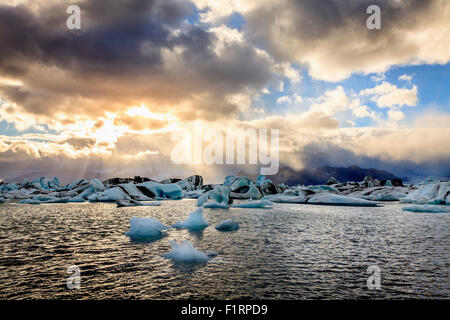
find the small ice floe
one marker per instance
(194, 221)
(228, 225)
(279, 198)
(162, 190)
(58, 200)
(426, 208)
(429, 192)
(185, 252)
(145, 228)
(134, 203)
(202, 200)
(255, 204)
(29, 201)
(244, 188)
(338, 200)
(216, 205)
(110, 195)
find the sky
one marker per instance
(105, 100)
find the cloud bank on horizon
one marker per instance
(104, 100)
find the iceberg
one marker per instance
(331, 180)
(426, 208)
(185, 252)
(202, 200)
(388, 183)
(110, 195)
(134, 203)
(58, 200)
(216, 205)
(244, 188)
(266, 186)
(169, 190)
(228, 225)
(97, 185)
(279, 198)
(194, 221)
(339, 200)
(255, 204)
(191, 183)
(143, 228)
(430, 192)
(29, 201)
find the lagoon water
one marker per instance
(292, 251)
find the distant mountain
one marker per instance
(320, 175)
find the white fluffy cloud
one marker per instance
(388, 95)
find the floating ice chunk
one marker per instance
(290, 192)
(134, 203)
(382, 197)
(339, 200)
(185, 252)
(77, 199)
(255, 204)
(216, 205)
(227, 225)
(169, 190)
(425, 208)
(132, 190)
(279, 198)
(109, 195)
(201, 200)
(426, 192)
(229, 180)
(58, 200)
(43, 197)
(244, 188)
(194, 221)
(29, 201)
(97, 185)
(191, 183)
(323, 188)
(142, 228)
(332, 180)
(195, 194)
(442, 192)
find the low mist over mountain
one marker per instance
(320, 175)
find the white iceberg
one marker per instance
(97, 185)
(110, 195)
(132, 190)
(425, 208)
(29, 201)
(142, 228)
(244, 188)
(202, 200)
(216, 205)
(42, 197)
(255, 204)
(134, 203)
(430, 192)
(58, 200)
(220, 194)
(185, 252)
(194, 221)
(228, 225)
(279, 198)
(162, 190)
(339, 200)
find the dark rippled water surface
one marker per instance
(289, 252)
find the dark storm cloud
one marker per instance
(331, 37)
(117, 60)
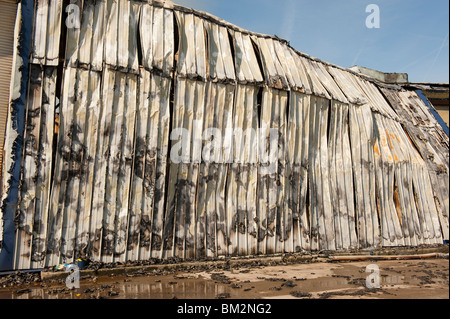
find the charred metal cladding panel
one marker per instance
(152, 131)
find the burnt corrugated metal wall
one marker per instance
(353, 165)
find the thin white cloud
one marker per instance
(289, 20)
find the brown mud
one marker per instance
(407, 279)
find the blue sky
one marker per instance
(413, 36)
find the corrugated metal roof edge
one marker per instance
(224, 23)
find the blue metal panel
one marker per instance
(17, 118)
(433, 111)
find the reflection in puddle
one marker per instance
(133, 289)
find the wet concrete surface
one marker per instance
(412, 279)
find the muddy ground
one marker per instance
(410, 279)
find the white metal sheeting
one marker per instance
(163, 154)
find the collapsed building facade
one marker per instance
(358, 164)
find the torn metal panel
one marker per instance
(328, 82)
(246, 62)
(317, 87)
(156, 30)
(273, 71)
(220, 56)
(345, 81)
(47, 32)
(431, 148)
(121, 36)
(192, 62)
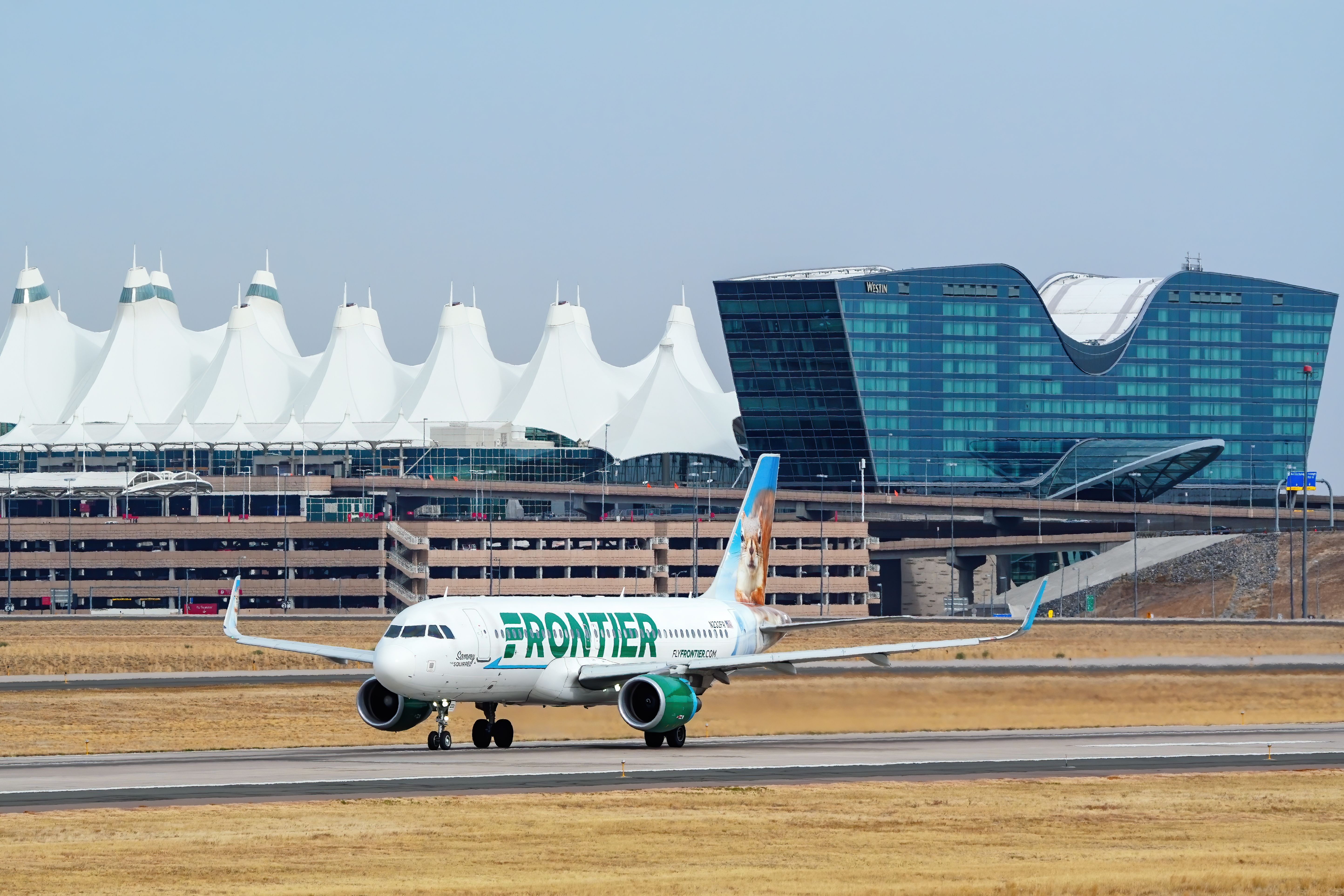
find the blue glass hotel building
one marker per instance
(976, 375)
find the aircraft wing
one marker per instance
(331, 652)
(604, 676)
(826, 624)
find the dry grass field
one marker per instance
(74, 645)
(1250, 832)
(56, 722)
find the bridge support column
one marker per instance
(967, 568)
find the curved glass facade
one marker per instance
(959, 374)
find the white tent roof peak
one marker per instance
(462, 379)
(148, 361)
(670, 414)
(566, 387)
(404, 432)
(237, 434)
(346, 433)
(264, 299)
(686, 340)
(29, 279)
(136, 277)
(355, 374)
(42, 355)
(248, 377)
(292, 433)
(183, 434)
(74, 436)
(21, 434)
(130, 434)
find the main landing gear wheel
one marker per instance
(482, 734)
(503, 734)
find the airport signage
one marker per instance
(1302, 480)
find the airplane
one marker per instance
(652, 657)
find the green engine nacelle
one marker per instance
(658, 703)
(388, 711)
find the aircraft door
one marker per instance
(483, 635)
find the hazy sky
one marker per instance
(635, 148)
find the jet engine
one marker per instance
(658, 703)
(388, 711)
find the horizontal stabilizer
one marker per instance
(607, 675)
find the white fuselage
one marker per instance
(522, 651)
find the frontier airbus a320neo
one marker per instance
(652, 657)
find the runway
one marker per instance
(1277, 663)
(135, 780)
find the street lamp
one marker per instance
(9, 550)
(822, 581)
(1136, 475)
(952, 541)
(695, 530)
(71, 559)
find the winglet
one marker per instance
(1036, 606)
(232, 615)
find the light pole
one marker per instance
(1135, 475)
(9, 551)
(607, 445)
(695, 530)
(863, 486)
(1250, 503)
(952, 542)
(71, 547)
(490, 527)
(280, 496)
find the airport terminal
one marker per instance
(924, 418)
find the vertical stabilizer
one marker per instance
(741, 577)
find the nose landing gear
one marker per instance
(488, 729)
(441, 739)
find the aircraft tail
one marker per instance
(741, 577)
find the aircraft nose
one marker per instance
(393, 664)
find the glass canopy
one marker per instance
(1125, 469)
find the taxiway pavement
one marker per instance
(326, 773)
(1277, 663)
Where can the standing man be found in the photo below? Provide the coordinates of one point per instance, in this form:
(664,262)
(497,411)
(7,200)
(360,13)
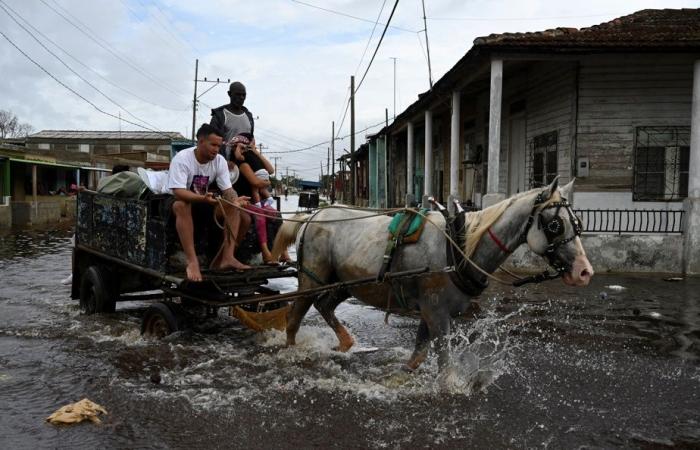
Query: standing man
(234,118)
(192,171)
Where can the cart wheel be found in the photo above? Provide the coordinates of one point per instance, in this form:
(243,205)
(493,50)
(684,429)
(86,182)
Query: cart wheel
(96,293)
(162,319)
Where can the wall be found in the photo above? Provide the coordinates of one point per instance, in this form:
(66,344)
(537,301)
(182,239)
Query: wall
(617,253)
(618,93)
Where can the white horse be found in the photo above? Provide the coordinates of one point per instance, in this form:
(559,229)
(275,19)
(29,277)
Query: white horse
(342,249)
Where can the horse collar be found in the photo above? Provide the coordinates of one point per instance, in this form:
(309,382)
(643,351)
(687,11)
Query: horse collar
(464,281)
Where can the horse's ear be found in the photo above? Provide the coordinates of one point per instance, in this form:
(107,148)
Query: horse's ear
(568,189)
(553,186)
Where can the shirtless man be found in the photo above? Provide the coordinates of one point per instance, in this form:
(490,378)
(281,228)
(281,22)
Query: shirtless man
(192,171)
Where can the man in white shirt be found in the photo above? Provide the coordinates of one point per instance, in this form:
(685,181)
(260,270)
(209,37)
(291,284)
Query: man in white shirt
(191,173)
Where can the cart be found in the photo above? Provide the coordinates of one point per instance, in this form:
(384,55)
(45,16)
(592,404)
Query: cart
(127,249)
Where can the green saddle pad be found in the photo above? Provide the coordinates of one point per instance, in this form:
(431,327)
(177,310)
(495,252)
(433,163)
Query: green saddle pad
(415,225)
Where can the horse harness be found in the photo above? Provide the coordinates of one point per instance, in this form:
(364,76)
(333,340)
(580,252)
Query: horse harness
(553,229)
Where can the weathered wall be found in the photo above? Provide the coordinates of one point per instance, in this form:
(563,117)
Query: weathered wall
(617,253)
(618,93)
(5,216)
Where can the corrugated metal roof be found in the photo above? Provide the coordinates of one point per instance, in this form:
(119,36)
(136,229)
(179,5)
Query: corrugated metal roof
(106,135)
(646,28)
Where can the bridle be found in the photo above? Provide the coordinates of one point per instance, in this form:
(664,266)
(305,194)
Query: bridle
(553,230)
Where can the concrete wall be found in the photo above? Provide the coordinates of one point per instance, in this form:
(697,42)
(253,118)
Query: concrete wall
(617,253)
(45,212)
(5,215)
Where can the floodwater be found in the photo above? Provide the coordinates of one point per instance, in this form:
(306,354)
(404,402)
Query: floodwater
(615,364)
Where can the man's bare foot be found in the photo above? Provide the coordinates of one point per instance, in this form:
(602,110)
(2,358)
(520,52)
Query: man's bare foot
(232,264)
(193,273)
(285,257)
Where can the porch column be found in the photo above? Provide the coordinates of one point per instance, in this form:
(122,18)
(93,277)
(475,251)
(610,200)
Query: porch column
(410,160)
(428,166)
(691,236)
(6,182)
(34,199)
(454,149)
(492,195)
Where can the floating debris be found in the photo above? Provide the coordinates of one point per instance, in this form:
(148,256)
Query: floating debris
(616,287)
(76,413)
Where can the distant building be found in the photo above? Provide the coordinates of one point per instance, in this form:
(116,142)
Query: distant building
(37,173)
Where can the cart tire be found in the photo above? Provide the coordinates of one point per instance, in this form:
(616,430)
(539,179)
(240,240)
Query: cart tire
(96,293)
(162,319)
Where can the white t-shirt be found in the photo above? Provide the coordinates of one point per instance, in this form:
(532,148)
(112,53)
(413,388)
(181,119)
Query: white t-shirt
(187,173)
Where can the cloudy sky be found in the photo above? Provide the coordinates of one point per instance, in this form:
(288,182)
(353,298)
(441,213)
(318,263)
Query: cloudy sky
(135,59)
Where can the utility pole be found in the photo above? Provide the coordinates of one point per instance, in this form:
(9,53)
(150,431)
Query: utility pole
(394,85)
(328,168)
(333,162)
(195,97)
(427,46)
(352,140)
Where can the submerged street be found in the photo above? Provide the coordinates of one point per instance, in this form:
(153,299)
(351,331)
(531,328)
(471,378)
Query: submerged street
(612,364)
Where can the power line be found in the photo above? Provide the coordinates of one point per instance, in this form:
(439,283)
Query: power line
(325,142)
(349,15)
(381,10)
(95,38)
(381,38)
(2,5)
(491,19)
(26,22)
(75,92)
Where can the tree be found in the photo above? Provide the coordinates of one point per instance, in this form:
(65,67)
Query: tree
(10,127)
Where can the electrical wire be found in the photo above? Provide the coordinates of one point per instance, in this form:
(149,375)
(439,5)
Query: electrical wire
(67,53)
(381,38)
(349,15)
(325,142)
(108,48)
(2,6)
(75,92)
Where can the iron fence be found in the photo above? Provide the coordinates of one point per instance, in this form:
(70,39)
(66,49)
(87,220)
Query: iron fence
(631,221)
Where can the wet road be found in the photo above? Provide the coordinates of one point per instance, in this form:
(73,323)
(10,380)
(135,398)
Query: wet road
(616,364)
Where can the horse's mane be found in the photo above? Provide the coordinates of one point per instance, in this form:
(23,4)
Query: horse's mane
(477,222)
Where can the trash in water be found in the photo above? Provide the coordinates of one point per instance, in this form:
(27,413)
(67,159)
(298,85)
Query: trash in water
(77,412)
(616,287)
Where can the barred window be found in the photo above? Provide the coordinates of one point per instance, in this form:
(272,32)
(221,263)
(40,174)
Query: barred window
(661,162)
(544,159)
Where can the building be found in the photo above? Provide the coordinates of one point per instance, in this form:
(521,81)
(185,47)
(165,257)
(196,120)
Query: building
(609,104)
(36,174)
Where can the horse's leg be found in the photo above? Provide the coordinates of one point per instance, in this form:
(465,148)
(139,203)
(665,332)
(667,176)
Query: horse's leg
(420,352)
(326,307)
(437,323)
(295,315)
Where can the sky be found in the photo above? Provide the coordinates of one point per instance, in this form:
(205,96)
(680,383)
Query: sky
(64,61)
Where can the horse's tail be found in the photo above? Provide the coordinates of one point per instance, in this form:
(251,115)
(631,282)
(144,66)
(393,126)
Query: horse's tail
(287,234)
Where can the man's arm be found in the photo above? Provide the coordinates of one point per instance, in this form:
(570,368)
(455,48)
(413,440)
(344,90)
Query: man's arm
(187,196)
(247,172)
(230,195)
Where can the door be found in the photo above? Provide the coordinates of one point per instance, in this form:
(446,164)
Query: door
(516,155)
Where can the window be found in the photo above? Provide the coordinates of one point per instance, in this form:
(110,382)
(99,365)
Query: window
(544,159)
(661,162)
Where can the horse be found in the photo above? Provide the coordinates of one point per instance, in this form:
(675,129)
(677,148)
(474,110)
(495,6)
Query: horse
(337,244)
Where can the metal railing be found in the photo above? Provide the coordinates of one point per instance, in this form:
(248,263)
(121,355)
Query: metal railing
(631,221)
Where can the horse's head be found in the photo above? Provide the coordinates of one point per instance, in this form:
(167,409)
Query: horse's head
(554,233)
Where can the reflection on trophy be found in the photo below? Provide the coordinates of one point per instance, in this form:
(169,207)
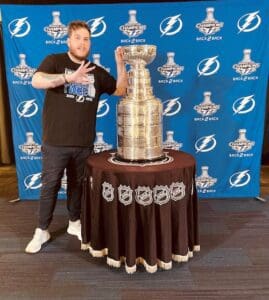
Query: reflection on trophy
(139,113)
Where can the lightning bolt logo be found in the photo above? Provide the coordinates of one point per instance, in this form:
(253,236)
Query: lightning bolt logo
(236,180)
(173,106)
(169,23)
(202,144)
(27,108)
(239,106)
(246,20)
(31,181)
(19,27)
(95,24)
(205,65)
(103,108)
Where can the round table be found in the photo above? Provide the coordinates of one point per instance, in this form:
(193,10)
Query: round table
(140,213)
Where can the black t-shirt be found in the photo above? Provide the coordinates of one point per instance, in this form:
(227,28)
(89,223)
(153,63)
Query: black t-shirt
(69,113)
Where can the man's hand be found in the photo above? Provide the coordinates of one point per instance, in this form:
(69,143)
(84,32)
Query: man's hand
(119,56)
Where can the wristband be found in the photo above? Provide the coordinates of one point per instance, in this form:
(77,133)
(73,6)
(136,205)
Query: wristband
(65,80)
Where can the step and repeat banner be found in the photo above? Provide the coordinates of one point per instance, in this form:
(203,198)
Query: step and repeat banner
(210,72)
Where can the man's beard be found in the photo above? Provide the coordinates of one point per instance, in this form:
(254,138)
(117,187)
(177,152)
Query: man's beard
(79,57)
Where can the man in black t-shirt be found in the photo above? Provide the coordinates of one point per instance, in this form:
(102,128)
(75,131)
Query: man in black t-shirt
(73,88)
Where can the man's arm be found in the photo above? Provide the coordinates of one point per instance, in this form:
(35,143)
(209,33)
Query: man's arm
(43,80)
(122,81)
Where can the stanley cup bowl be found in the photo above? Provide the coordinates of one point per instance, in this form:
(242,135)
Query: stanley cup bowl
(137,53)
(139,113)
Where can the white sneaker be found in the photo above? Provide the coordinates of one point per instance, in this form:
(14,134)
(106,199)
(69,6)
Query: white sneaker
(40,237)
(74,228)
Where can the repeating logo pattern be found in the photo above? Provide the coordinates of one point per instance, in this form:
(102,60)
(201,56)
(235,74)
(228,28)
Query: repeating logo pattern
(144,195)
(209,72)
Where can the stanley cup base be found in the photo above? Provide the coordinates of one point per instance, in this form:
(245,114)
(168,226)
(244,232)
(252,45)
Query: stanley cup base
(140,161)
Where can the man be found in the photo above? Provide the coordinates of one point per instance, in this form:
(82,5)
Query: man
(73,88)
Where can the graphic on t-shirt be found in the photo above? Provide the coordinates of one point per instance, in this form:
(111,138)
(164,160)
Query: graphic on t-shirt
(80,92)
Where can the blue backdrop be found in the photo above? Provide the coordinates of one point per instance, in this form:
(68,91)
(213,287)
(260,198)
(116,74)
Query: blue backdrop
(210,72)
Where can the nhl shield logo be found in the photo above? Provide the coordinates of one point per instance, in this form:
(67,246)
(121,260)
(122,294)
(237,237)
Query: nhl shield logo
(177,191)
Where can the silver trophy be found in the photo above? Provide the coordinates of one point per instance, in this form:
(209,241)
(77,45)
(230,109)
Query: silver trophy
(139,113)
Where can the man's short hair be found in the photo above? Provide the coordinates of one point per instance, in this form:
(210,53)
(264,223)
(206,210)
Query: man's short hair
(74,25)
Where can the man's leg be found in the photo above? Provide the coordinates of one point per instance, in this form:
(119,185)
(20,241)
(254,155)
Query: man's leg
(75,174)
(55,159)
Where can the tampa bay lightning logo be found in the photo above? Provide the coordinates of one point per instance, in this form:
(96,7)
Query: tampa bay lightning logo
(103,108)
(239,179)
(33,181)
(171,107)
(19,27)
(97,26)
(208,66)
(171,25)
(249,22)
(205,143)
(27,108)
(244,105)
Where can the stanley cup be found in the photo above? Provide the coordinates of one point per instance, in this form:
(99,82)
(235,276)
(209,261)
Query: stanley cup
(139,113)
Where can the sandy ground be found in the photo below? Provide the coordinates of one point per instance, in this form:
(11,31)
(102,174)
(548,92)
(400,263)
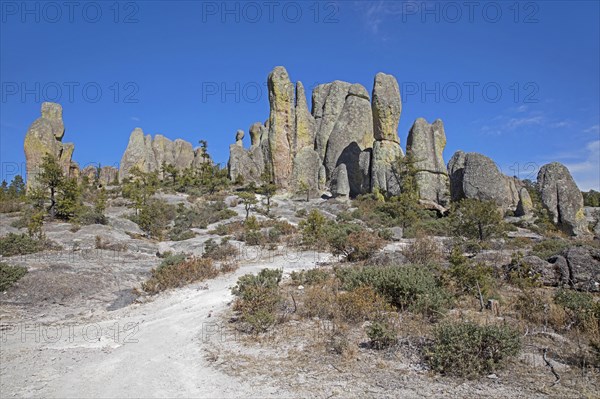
════════════════
WRITTEN EXERCISE: Could you copy word for word the lines of the listing starting at the line that contains "Where can the man's leg" and ending at the end of the listing, with both ends included and the pictures left out?

WRITTEN SOLUTION:
Where can the man's leg be found in the photo above? Provide the coordinates of one point per instance, in this form:
(119,185)
(20,241)
(254,155)
Query: man's leg
(75,174)
(55,159)
Where can the tampa bay lightning logo be found in the photo above? Provide the coordinates of one point per instance, in this form:
(96,7)
Query: tampa bay lightning logo
(103,108)
(239,179)
(33,181)
(171,107)
(19,27)
(97,26)
(208,66)
(171,25)
(249,22)
(205,143)
(27,108)
(244,105)
Where can the stanley cup be found in the photo above? Provide the coordinates of one point per instance, in this form:
(99,82)
(235,276)
(209,261)
Query: stanley cup
(139,113)
Where can the sandy ground be found in the photo below? Provide the coordinates of one point per instance, in this form:
(11,31)
(102,174)
(548,92)
(400,263)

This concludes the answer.